◆ **REQUIREMENT**
Repeat the records below word for word, but start at the line that contains "of the sunlit", stop after the last line, and include nothing else.

┌─ RAW RECORDS

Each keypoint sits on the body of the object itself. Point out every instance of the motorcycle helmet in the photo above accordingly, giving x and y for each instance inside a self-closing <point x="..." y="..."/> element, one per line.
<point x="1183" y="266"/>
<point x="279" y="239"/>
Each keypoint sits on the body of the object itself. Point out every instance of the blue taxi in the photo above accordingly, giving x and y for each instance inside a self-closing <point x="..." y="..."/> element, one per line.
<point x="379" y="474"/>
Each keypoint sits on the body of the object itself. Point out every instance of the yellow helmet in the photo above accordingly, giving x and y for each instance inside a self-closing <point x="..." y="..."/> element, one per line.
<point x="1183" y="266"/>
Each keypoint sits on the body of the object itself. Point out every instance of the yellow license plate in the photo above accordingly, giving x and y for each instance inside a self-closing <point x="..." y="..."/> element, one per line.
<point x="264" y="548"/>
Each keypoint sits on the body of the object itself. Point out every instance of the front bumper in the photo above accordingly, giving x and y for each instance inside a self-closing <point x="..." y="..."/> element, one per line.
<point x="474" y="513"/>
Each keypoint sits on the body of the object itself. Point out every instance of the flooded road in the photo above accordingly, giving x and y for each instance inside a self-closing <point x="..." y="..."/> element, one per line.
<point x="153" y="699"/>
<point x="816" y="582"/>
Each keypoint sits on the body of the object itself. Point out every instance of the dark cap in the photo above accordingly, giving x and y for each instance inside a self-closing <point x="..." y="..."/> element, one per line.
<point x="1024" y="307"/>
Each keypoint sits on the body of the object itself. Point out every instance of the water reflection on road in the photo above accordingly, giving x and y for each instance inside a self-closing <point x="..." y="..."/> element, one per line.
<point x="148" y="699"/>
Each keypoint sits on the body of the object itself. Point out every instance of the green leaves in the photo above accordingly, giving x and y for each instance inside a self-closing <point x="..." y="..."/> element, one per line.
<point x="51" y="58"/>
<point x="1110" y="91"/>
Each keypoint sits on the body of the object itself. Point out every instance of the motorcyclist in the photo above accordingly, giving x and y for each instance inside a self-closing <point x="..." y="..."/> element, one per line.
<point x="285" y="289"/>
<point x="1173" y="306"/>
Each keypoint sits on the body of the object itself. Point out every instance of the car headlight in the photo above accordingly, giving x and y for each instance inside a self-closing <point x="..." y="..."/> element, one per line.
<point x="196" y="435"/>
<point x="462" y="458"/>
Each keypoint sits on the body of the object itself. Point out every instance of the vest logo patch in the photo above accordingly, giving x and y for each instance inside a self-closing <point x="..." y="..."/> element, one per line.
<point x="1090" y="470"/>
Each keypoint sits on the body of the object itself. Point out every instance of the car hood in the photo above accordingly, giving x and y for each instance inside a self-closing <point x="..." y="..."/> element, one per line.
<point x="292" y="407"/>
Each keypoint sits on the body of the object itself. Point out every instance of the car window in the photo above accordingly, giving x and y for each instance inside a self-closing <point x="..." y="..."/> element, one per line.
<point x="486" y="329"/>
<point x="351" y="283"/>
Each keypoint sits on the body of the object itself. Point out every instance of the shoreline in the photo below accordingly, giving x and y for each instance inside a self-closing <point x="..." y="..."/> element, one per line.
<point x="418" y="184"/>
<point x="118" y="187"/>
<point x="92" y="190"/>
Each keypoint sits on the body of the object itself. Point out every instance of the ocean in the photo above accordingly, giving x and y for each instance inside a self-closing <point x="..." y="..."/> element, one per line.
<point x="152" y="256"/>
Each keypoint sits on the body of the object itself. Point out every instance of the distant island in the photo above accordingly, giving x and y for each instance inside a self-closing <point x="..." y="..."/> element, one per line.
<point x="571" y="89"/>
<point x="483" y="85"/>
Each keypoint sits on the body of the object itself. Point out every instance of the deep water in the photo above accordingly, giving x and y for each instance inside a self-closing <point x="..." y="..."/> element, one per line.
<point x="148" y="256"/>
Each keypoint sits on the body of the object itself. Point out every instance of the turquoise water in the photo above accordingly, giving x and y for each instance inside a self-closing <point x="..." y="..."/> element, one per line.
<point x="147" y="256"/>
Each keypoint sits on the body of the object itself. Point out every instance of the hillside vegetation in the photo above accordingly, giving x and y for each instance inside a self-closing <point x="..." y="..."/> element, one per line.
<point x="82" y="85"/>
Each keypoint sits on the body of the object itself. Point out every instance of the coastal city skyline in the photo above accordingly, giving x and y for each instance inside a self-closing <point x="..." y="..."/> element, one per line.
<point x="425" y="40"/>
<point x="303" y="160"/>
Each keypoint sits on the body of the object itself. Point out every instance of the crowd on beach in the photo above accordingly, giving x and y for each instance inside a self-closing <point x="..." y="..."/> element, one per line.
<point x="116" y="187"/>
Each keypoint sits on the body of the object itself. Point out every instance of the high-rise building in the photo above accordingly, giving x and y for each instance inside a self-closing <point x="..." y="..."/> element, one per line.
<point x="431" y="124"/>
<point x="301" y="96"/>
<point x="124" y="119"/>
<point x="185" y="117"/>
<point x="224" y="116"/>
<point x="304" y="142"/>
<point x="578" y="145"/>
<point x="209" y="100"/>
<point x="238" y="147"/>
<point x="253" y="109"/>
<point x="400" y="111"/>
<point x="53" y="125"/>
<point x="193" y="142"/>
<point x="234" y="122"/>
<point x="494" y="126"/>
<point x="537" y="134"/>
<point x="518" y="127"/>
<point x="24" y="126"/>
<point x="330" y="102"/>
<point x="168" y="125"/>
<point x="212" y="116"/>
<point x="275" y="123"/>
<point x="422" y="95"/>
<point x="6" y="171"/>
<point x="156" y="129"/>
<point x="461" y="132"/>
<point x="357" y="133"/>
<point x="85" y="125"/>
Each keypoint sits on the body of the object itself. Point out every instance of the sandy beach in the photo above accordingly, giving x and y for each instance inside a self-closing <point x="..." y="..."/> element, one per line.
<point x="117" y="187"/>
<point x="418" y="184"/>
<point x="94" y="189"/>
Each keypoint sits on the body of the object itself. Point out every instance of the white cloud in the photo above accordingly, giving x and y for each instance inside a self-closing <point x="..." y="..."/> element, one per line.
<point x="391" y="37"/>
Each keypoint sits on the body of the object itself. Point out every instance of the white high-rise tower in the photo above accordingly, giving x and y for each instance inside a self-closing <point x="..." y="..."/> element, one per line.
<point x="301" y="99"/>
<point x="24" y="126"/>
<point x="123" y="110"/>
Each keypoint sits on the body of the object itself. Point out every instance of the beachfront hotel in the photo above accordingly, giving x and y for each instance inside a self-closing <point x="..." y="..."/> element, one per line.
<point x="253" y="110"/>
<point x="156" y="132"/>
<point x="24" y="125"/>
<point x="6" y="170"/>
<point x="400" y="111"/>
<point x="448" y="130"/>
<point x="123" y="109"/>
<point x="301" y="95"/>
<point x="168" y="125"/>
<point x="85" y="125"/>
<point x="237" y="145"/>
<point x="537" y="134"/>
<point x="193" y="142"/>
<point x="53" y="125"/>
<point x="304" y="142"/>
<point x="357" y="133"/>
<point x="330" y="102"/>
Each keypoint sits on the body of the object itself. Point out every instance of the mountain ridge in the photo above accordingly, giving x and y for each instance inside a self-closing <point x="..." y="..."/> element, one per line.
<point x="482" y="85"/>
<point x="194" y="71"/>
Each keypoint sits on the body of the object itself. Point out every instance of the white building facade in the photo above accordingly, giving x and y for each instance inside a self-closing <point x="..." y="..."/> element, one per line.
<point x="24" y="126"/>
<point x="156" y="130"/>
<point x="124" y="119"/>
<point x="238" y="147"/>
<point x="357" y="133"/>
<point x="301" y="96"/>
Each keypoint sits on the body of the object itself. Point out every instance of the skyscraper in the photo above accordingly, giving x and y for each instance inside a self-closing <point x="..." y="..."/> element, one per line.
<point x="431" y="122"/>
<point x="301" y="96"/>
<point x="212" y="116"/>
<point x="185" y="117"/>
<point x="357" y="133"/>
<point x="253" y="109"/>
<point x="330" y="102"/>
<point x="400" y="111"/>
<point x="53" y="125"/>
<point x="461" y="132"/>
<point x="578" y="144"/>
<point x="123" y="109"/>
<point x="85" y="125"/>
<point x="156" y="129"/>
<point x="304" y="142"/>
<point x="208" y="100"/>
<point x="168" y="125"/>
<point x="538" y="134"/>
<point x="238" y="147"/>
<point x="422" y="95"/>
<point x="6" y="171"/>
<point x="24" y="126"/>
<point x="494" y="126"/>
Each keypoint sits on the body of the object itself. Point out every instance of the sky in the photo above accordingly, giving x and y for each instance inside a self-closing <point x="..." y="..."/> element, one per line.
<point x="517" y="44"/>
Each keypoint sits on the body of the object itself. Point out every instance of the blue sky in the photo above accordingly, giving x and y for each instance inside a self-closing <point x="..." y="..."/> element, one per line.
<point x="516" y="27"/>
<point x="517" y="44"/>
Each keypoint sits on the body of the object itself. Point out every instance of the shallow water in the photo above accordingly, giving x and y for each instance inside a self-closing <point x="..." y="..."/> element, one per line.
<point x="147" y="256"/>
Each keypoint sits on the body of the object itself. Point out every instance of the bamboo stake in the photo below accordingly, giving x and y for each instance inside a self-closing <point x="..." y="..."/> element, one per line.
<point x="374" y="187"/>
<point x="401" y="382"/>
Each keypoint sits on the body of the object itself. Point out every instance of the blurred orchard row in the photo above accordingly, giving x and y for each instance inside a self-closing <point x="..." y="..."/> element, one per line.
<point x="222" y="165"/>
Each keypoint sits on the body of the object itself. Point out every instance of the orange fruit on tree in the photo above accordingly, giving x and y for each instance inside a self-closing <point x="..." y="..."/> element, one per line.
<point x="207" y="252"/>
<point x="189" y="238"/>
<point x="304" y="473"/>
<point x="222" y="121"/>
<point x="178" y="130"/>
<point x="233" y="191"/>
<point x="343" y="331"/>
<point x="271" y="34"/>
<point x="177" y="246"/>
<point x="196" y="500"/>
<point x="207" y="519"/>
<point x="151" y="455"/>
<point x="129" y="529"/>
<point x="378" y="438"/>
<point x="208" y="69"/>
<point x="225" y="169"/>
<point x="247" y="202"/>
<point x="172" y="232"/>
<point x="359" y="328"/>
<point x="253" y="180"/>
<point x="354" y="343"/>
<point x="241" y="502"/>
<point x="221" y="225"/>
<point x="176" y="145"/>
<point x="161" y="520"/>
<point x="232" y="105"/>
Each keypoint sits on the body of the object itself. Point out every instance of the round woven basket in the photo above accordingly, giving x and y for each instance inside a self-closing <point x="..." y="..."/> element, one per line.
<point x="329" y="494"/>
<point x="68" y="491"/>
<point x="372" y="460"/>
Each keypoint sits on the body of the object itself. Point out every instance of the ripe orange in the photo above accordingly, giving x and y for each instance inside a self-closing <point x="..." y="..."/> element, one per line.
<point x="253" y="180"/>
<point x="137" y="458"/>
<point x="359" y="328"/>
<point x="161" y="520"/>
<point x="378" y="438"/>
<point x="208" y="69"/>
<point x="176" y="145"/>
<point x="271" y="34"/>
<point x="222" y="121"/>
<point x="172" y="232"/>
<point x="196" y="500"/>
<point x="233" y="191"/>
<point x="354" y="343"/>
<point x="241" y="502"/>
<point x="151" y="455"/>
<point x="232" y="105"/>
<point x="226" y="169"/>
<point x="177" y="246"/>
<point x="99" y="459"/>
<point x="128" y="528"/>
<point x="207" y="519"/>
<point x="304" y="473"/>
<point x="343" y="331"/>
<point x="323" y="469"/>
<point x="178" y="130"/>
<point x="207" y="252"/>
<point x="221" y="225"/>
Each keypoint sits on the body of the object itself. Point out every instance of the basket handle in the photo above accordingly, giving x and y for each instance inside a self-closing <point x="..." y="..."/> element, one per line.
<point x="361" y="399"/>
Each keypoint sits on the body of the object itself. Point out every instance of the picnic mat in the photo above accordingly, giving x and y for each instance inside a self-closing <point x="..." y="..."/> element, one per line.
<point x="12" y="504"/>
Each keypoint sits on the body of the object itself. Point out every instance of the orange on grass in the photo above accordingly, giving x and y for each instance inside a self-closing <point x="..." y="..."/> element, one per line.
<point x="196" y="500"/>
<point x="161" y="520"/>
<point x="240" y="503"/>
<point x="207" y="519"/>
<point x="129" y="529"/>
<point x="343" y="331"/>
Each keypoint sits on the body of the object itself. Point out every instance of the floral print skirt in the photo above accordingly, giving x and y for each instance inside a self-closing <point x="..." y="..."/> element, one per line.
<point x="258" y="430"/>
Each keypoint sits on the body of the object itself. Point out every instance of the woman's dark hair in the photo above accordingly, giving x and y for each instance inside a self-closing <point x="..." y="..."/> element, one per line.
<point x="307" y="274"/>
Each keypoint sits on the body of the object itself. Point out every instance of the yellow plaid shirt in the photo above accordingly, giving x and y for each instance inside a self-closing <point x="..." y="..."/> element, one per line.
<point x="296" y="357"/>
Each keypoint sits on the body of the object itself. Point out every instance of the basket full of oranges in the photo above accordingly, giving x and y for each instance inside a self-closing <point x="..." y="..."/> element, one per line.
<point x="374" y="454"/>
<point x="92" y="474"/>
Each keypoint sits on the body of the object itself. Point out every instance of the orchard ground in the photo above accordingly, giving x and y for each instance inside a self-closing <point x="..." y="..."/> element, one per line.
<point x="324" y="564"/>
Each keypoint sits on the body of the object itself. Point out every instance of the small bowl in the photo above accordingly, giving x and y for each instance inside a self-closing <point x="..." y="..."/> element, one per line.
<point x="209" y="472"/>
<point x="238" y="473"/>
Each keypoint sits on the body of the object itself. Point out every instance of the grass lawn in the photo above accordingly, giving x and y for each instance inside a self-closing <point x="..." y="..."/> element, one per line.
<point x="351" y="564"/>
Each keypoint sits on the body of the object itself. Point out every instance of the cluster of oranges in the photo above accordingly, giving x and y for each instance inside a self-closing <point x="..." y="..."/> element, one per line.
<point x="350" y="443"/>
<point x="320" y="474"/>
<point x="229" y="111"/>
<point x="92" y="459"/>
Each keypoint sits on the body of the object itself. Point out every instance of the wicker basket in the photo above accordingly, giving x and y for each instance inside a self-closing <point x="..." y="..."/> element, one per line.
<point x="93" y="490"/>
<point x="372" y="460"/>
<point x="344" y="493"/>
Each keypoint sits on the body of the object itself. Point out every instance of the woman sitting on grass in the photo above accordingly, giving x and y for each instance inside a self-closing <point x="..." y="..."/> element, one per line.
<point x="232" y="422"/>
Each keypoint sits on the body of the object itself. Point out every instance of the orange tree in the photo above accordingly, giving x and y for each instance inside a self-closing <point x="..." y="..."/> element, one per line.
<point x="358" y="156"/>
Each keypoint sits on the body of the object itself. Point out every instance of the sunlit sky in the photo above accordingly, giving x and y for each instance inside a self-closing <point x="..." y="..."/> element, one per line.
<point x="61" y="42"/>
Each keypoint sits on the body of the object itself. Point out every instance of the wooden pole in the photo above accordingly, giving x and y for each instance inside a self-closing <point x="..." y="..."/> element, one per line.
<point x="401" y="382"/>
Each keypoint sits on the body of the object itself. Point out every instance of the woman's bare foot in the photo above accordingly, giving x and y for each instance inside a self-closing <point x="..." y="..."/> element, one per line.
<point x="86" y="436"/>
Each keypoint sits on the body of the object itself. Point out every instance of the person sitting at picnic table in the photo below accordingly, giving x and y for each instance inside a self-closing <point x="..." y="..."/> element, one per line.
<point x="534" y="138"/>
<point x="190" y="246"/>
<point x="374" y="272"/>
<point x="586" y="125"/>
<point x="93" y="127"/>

└─

◆ **TASK SOLUTION**
Each keypoint sits on the body of the object itself. Point out every instance of the sunlit sky in the photo above accordingly, giving x and y for each instance inside a self-closing <point x="..." y="..."/> element, one per line.
<point x="61" y="42"/>
Each keypoint sits on the body of the object itself. Point out every instance of the wooden pole in the photo above accordingly, giving x and y for each instance inside a self-closing <point x="..." y="..."/> element, one per line.
<point x="401" y="382"/>
Each keypoint sits on the body of the object itself. Point out every instance of the woman's bare foot in the photo above accordingly, giving x and y for each instance inside a self-closing <point x="..." y="..."/> element, one per line.
<point x="86" y="436"/>
Each keypoint sits on the body of the object itself. Point out every instance of the person sitting at picnic table in the photo below accordingly, giving x and y for each instance inside a self-closing <point x="..." y="..."/> element, one per line.
<point x="534" y="138"/>
<point x="190" y="246"/>
<point x="374" y="272"/>
<point x="586" y="125"/>
<point x="93" y="127"/>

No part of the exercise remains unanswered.